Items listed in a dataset

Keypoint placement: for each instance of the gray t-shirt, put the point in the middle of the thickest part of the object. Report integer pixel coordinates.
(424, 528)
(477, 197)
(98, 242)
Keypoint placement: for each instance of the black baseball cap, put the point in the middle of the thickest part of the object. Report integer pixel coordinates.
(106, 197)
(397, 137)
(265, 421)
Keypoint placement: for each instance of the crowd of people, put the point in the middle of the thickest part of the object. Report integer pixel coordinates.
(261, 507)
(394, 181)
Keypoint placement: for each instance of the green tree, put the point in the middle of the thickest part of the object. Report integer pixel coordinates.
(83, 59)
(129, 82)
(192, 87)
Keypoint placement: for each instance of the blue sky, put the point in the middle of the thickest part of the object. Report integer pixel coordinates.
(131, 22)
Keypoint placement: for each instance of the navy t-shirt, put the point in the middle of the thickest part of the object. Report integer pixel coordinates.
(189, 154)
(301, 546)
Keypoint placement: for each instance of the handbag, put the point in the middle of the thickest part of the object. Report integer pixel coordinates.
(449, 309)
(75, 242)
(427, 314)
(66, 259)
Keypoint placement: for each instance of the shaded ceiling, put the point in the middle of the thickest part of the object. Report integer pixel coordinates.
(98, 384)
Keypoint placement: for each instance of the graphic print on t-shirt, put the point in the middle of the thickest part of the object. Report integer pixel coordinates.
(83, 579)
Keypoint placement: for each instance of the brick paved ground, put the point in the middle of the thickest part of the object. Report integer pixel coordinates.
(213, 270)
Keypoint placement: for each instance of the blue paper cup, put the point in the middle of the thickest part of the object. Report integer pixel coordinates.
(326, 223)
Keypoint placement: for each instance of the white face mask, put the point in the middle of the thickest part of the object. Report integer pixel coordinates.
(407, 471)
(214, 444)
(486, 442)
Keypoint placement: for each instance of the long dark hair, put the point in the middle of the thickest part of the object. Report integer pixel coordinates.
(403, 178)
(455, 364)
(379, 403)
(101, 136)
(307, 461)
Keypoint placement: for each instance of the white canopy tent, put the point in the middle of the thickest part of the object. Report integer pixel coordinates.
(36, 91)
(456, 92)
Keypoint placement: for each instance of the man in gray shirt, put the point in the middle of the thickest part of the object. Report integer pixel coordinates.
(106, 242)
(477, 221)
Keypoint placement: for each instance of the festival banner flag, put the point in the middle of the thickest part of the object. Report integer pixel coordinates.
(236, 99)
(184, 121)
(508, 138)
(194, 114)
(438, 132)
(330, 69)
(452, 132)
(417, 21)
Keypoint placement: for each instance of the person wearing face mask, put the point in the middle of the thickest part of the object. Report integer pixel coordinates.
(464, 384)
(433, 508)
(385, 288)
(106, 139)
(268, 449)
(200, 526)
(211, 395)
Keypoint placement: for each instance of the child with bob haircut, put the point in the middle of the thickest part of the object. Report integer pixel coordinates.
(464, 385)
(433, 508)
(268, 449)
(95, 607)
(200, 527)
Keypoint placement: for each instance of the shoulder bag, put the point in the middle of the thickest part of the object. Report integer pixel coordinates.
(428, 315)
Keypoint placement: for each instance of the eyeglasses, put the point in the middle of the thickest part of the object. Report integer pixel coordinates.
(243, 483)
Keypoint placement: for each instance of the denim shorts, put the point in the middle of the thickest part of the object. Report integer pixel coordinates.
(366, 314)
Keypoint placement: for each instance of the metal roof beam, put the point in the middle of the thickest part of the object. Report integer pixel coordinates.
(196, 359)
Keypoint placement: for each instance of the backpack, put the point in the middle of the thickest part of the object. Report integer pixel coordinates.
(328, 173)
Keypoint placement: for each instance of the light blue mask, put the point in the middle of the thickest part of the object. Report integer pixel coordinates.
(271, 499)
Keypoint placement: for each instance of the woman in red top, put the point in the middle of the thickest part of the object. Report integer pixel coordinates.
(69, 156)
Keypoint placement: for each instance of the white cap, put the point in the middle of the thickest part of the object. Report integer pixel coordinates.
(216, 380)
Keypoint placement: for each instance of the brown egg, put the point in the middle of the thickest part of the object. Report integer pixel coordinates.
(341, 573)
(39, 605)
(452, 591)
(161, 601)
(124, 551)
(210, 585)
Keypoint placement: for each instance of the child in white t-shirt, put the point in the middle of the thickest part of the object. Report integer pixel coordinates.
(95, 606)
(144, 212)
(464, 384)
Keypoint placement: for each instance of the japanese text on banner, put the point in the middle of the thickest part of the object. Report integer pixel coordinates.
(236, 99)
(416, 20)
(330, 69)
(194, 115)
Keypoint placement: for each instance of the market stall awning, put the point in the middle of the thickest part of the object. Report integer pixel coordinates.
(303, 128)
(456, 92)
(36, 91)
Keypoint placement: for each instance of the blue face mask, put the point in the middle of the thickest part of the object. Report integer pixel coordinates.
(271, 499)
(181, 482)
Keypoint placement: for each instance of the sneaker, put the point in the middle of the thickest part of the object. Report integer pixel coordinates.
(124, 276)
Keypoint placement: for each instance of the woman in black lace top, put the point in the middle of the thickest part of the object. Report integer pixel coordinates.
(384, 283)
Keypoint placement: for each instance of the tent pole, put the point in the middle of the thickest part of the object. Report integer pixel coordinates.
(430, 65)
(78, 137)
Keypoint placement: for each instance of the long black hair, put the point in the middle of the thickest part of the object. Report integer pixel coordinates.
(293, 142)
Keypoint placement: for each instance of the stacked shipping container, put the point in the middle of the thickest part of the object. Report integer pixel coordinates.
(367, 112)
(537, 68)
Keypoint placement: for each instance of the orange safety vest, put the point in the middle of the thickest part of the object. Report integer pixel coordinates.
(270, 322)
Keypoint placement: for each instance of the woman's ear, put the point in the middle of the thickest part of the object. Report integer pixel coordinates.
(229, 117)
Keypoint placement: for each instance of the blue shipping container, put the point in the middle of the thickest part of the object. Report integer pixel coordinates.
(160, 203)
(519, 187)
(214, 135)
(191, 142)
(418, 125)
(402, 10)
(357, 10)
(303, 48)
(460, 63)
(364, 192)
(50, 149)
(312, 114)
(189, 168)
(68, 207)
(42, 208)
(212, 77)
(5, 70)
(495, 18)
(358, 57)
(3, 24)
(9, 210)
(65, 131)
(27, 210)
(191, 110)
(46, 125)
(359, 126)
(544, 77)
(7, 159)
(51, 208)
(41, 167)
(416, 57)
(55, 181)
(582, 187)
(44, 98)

---

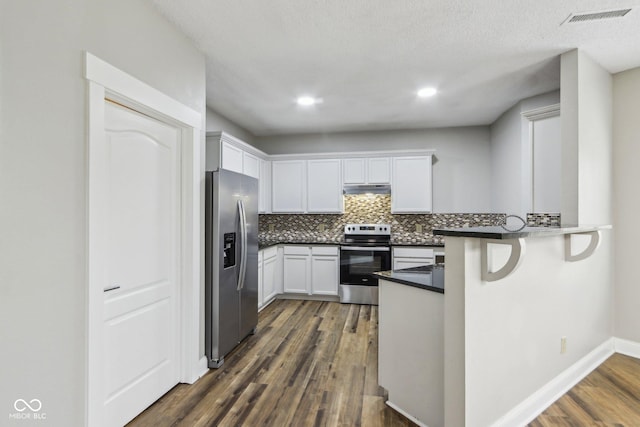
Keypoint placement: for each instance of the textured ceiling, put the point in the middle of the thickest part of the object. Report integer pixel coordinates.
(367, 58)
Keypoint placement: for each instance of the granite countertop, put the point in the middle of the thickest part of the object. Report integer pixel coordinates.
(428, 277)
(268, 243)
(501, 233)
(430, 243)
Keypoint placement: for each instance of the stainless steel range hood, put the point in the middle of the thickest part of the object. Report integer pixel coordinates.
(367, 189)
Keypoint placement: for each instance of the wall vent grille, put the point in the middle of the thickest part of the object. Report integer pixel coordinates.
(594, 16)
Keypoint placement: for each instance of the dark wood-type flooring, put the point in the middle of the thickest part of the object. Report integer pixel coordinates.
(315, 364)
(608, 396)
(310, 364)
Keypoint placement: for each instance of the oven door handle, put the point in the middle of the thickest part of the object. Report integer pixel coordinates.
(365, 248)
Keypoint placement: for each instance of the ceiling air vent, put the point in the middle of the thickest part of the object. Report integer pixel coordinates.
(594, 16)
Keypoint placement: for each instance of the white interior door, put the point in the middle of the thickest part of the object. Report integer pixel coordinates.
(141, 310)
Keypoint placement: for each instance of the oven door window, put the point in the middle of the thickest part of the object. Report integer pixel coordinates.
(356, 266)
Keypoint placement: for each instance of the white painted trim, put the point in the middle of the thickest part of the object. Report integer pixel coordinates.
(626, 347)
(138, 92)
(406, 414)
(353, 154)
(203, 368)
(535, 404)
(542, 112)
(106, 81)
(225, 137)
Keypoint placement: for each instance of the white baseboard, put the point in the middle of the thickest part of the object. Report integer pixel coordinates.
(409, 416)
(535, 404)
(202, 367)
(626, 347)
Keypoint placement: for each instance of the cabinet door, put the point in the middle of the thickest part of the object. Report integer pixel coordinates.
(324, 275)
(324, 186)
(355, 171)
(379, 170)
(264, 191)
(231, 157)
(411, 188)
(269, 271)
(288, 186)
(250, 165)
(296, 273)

> Instructions to follow
Please return every line of the listing that contains the string "long", treating case as significant.

> Response below
Keypoint placement: for each instance of the long dark hair, put the point in the middle of the thickest part of the object. Report integer pixel coordinates.
Keypoint placement: for each instance of the long black hair, put the point in the middle of the thickest part of the object. Report integer pixel coordinates.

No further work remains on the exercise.